EXERCISE REQUIREMENTS:
a. Rewrite the portion of the Gilmore Girls finale blog post starting with "Wednesday, May 16, 2007" and going on through "seems long ago...", changing "Lorelai" to "Lorelai Gilmore".
b. According to the Gilmore Girls finale blog post, who wrote the Salon finale wrap-up?
c. Write the next part of the Gilmore Girls finale blog post, beginning after its final sentence.

QUOTED TEXT:
Wednesday, May 16, 2007

Finale wrap-up: "Gilmore Girls" | Salon Arts & Entertainment: Lorelai, Rory and Stars Hollow bid a final farewell wearing a homemade sash and subtext on their sleeve. By Joy Press
reading this on 5/20 but backdating to day after gilmore girls, to keep near recap & comments posted day before. huh only backdating from /20 to /16. but seems long ago...

I don't esp agree about the show losing momentum as rory went to yale and Luke & Lorelai got together (although, perhaps if I had been watching the first three seasons as they happened -- all the mom-daughter-living-in-their-home-in-Stars-Hollow good times -- maybe I would have felt the change more keenly. but anyway I enjoyed the 4th & 5th seasons. did not enjoy the the 6th or 7th that much,. am hesitant to say that the loss of the Sherman-Palladinos was totally evident this last season but I do agree that the chatter seemed pretty pointless (I guess it did have more wit & vivacity in years past):

The scripts were full of filler, as if writers who didn't understand how the show worked tried to spin out clever conversations based on random objects with no resonance. ("Do I really want to be known as the back-support thingie girl?" Rory quipped pointlessly in the final episode.)

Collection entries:
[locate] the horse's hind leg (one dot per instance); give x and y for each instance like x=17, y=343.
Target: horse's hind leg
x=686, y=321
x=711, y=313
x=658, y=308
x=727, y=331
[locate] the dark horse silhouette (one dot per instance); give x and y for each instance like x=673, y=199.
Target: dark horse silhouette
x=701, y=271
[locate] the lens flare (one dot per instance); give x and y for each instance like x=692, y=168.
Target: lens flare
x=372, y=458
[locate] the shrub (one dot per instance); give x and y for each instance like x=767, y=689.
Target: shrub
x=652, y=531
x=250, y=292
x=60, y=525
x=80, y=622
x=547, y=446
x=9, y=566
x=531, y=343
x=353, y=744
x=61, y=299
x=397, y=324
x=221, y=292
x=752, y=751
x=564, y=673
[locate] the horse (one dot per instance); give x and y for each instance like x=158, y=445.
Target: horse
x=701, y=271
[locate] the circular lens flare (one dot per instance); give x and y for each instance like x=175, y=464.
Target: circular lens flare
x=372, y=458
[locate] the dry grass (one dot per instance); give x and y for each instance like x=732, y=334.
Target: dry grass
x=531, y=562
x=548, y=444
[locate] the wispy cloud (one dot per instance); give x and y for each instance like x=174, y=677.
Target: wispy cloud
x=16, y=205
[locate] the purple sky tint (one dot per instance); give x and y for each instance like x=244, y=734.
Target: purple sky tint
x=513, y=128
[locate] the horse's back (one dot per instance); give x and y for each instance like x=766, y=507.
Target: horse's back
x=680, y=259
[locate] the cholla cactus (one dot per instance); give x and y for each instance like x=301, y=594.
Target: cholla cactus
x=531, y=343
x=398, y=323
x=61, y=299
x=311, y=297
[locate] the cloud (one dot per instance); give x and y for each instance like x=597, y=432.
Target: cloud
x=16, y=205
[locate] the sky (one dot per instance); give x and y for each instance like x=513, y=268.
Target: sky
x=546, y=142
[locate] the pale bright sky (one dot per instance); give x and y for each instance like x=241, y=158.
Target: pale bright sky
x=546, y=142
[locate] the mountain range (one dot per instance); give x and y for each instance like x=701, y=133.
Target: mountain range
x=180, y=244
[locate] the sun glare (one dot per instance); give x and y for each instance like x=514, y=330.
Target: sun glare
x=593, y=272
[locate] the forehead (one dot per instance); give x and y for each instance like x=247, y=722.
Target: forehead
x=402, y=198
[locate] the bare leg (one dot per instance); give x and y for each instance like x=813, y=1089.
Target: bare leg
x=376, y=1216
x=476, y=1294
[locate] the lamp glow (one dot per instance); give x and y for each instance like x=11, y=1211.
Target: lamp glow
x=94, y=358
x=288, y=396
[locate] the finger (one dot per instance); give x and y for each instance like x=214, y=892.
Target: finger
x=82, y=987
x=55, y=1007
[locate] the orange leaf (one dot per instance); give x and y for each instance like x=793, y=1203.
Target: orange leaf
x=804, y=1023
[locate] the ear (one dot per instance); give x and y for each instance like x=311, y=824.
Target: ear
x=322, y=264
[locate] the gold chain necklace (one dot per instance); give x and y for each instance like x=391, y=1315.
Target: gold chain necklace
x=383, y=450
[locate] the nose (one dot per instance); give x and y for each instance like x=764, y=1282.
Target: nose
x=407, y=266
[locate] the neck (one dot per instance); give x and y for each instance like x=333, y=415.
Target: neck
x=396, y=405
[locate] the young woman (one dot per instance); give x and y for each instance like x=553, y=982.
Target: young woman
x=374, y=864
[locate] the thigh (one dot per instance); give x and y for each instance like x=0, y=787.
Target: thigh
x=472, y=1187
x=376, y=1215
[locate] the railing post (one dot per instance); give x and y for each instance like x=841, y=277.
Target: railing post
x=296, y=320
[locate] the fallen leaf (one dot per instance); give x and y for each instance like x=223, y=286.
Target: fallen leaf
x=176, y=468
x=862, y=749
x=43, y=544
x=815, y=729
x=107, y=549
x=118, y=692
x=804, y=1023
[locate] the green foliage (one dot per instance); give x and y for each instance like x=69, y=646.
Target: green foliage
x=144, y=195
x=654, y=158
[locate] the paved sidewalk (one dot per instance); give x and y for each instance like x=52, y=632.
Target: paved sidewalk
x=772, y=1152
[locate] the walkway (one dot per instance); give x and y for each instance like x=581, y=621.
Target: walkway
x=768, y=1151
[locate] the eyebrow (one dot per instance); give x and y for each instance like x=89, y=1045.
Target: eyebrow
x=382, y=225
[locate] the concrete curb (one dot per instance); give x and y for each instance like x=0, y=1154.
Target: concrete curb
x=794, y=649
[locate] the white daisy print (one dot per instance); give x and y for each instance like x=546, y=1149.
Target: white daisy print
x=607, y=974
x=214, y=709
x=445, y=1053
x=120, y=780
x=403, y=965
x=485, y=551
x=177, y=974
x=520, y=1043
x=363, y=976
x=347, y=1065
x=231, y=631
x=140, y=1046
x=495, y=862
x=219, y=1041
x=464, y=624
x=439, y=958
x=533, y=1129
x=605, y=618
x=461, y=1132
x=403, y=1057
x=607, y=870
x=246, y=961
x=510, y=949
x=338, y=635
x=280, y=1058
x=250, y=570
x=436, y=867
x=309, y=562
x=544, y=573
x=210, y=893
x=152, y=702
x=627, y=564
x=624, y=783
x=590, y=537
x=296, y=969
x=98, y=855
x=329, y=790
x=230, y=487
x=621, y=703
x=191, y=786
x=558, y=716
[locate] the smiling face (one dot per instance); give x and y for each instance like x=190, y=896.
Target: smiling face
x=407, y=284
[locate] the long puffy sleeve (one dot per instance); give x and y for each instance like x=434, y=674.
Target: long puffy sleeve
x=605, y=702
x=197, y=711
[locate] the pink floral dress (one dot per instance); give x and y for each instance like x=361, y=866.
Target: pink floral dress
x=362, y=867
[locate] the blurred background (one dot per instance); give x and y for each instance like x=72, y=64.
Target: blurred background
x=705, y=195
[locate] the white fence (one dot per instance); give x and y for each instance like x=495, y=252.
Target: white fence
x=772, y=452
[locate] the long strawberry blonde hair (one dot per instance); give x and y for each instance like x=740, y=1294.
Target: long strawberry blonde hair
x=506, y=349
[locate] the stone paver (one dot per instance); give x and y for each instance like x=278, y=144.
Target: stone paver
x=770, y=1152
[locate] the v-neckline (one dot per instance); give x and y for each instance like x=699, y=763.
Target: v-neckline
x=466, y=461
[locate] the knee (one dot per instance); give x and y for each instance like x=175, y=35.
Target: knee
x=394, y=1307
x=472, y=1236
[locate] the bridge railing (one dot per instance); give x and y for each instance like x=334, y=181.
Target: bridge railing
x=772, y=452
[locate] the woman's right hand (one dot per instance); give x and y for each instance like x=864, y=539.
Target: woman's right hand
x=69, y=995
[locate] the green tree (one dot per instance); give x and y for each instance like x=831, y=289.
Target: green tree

ANSWERS TO THE EXERCISE:
a.
Wednesday, May 16, 2007

Finale wrap-up: "Gilmore Girls" | Salon Arts & Entertainment: Lorelai Gilmore, Rory and Stars Hollow bid a final farewell wearing a homemade sash and subtext on their sleeve. By Joy Press
reading this on 5/20 but backdating to day after gilmore girls, to keep near recap & comments posted day before. huh only backdating from /20 to /16. but seems long ago...

b. Joy Press.

c.
But as ever, Stars Hollow beckoned, rescuing the series finale from gauche banality.


Star's Hollow was a wishful-thinking kind of place, classless and integrated, where everyone worked hard at their little mom and pop businesses but no one really struggled. Where Luke's diner reigned rather than Starbucks, everybody showed up for the town meetings, and an eccentric like Kirk could find endless employment opportunities.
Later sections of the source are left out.